── DATA ROWS ──

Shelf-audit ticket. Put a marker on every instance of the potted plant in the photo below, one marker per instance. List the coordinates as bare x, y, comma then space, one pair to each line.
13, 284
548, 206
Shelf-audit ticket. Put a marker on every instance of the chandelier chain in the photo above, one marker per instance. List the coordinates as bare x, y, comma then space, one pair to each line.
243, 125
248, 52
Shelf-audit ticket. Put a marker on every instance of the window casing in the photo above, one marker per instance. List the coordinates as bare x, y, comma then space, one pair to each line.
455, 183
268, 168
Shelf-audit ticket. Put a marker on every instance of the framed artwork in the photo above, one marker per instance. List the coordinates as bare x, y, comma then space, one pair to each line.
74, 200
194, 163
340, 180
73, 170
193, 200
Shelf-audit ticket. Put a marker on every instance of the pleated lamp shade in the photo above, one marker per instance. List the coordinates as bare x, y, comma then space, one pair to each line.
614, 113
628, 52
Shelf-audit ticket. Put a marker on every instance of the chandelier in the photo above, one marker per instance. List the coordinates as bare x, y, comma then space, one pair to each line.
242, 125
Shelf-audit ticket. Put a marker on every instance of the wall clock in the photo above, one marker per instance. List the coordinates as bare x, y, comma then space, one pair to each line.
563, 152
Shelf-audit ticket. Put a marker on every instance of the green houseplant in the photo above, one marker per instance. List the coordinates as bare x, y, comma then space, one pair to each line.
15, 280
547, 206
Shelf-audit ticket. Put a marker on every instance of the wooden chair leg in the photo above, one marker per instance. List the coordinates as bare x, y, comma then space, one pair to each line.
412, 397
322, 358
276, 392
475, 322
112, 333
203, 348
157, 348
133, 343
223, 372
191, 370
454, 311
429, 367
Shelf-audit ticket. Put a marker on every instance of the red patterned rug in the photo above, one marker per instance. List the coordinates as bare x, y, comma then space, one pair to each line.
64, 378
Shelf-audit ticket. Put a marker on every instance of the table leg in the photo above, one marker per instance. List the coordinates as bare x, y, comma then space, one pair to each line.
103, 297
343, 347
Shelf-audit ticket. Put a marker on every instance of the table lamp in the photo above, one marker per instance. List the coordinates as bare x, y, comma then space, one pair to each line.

───

WHAT THIS TASK INVOLVES —
Reproduce word for word every line above, from the line containing "the table leg" through the final line of the rows, including both ends.

COMPLETED EXERCISE —
Shelf-audit ticket. Put a marker on every instance of the table leg in the photo above, one marker per instance. List the coordinates as bare x, y, comma then space, one pair to each line.
103, 297
343, 347
Shelf-audit ticket. Put a marker on every instance of the table lamp in the photo above, one marker per instance. List the coordinates as bare x, y, comma then space, one pair to each line.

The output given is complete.